## Document passage:
/---
Let’s imagine that you’re reading an application from a prospective college student whose mother never enrolled at a postsecondary institution and whose father earned a bachelor’s degree. Would you consider them a first-generation student?
But wait, let’s say their father earned his degree in another country. What then? OK, now let’s imagine that the father earned a four-year degree at a domestic college, but the applicant doesn’t live with him and has no contact with him. Might you consider them “first gen”?
Researchers at the Common Application explore such questions in a new brief on “first-generation” status, a long-familiar term that lacks a universal meaning; colleges use varying definitions, which often vexes applicants and college counselors. “This confuses a lot of people, and they’re right to be confused,” says Brian Heseung Kim, director of data science, research, and analytics at the Common Application and the lead author of the brief.
The research is timely. Since the U.S. Supreme Court barred the consideration of applicants’ racial status this past summer, colleges have talked a big game about doubling down on various markers of student disadvantage, including Pell Grant eligibility and whether they are first generation. Researchers have long known that parents’ level of education plays a large role in determining who enrolls in college — and who ends up earning a degree.
The problem is that one college’s definition of a first-generation student might not look like another’s. The Common Application, along with many institutions, uses the definition in the 1998 Higher Education Act Amendments, which define first generation as a student whose parents — or parent, in the case of those residing with and receiving support from just one — didn’t earn a bachelor’s degree.
\---
## What is needed:
Please copy the passage about first-generation college students word for word, starting at "The research is" and ending at "earn a bachelor’s degree.".

## Data shown:
/---
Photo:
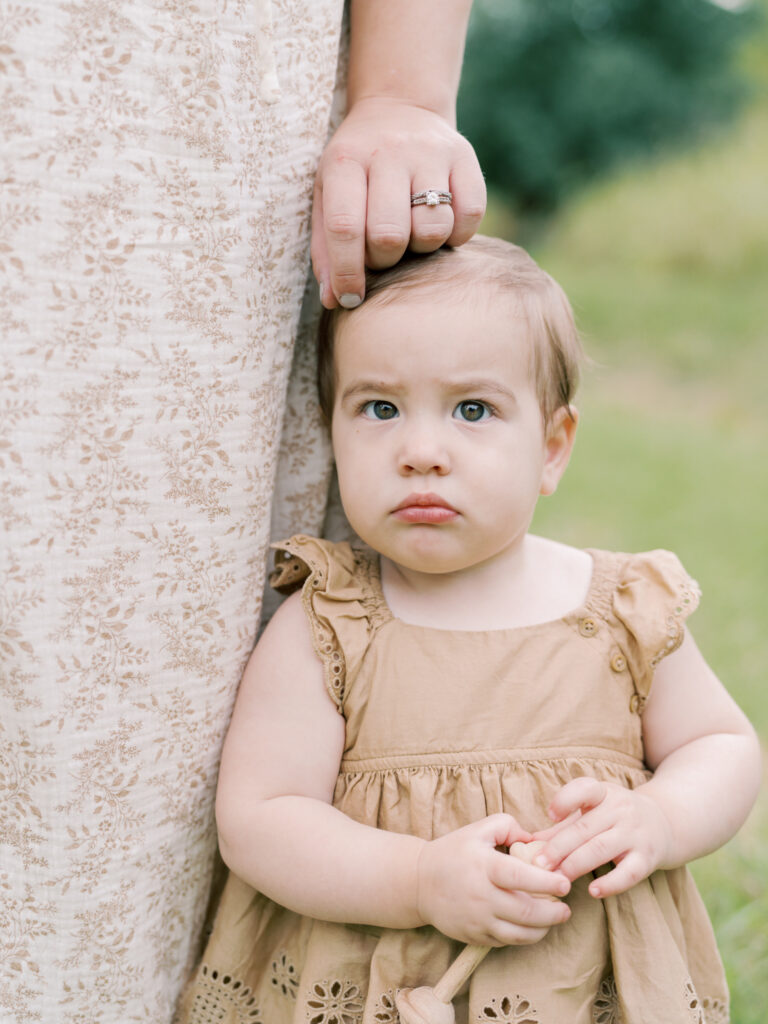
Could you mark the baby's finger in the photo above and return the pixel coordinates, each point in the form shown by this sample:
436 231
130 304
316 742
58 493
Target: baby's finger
501 829
569 843
468 187
600 850
628 872
580 794
525 910
546 834
512 875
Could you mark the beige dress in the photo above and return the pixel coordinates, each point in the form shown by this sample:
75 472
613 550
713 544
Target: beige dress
443 728
157 160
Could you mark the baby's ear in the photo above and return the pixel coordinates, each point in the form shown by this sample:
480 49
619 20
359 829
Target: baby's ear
557 446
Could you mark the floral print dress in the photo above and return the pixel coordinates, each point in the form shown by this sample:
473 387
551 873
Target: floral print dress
157 160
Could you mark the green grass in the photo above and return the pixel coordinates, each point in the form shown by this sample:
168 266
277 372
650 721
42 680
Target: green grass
667 267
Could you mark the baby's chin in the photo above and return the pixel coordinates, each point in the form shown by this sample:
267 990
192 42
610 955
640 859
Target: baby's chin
428 552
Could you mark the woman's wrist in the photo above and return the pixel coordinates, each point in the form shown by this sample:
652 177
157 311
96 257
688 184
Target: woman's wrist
408 53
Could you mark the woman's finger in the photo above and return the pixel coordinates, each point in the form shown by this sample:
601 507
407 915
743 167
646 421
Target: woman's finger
388 217
342 221
468 187
430 224
318 252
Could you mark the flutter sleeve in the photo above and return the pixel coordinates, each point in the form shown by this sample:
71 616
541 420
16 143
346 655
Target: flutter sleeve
333 599
653 597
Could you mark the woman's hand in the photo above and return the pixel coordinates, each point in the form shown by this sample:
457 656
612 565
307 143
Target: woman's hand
599 822
385 151
474 893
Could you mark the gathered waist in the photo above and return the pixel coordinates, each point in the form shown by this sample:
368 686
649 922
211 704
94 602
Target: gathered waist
480 759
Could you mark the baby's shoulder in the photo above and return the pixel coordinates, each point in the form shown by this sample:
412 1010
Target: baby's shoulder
565 573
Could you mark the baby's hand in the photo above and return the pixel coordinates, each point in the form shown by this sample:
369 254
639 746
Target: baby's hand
599 822
474 893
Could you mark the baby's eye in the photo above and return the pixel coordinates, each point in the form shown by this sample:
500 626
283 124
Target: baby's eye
379 410
472 412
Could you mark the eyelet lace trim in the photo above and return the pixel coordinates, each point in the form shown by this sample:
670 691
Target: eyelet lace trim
285 977
509 1010
708 1010
385 1011
605 1010
218 994
368 564
688 597
715 1011
334 1003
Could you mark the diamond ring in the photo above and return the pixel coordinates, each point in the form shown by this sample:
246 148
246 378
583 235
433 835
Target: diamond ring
431 197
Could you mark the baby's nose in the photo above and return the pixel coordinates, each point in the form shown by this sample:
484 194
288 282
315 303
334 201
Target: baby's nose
424 452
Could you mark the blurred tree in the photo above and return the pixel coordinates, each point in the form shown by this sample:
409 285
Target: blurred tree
555 92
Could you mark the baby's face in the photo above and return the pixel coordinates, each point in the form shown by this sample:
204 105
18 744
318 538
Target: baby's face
437 430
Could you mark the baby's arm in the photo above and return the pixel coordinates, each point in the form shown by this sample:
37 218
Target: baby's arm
279 832
707 765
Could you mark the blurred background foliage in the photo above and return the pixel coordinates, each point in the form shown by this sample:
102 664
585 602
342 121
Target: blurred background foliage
626 144
556 92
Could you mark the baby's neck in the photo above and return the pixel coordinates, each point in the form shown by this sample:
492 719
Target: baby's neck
538 582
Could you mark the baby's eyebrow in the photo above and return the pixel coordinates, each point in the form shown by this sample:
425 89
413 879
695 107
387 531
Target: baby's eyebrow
481 385
368 387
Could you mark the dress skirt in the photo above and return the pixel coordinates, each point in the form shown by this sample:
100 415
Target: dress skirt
156 172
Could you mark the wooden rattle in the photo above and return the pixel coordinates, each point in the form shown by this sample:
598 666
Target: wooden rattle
434 1005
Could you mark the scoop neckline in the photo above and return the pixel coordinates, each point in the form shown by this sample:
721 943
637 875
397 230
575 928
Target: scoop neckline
589 605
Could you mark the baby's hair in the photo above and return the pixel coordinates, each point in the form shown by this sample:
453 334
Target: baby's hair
482 262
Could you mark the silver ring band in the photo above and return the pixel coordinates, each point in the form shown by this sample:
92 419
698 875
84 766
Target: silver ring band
431 197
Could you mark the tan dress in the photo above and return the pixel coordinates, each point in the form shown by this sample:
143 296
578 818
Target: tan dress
442 728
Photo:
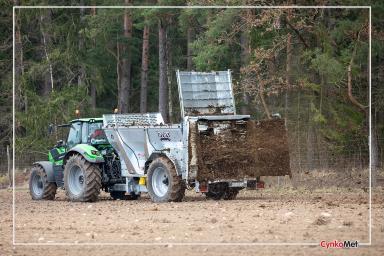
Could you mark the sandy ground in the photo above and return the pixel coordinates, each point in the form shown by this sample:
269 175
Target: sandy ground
272 216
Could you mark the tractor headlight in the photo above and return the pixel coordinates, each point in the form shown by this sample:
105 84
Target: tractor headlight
95 152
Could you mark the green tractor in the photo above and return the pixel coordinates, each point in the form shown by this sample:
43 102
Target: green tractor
82 166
\---
## Response to this exercise:
The research is timely. Since the U.S. Supreme Court barred the consideration of applicants’ racial status this past summer, colleges have talked a big game about doubling down on various markers of student disadvantage, including Pell Grant eligibility and whether they are first generation. Researchers have long known that parents’ level of education plays a large role in determining who enrolls in college — and who ends up earning a degree.
The problem is that one college’s definition of a first-generation student might not look like another’s. The Common Application, along with many institutions, uses the definition in the 1998 Higher Education Act Amendments, which define first generation as a student whose parents — or parent, in the case of those residing with and receiving support from just one — didn’t earn a bachelor’s degree.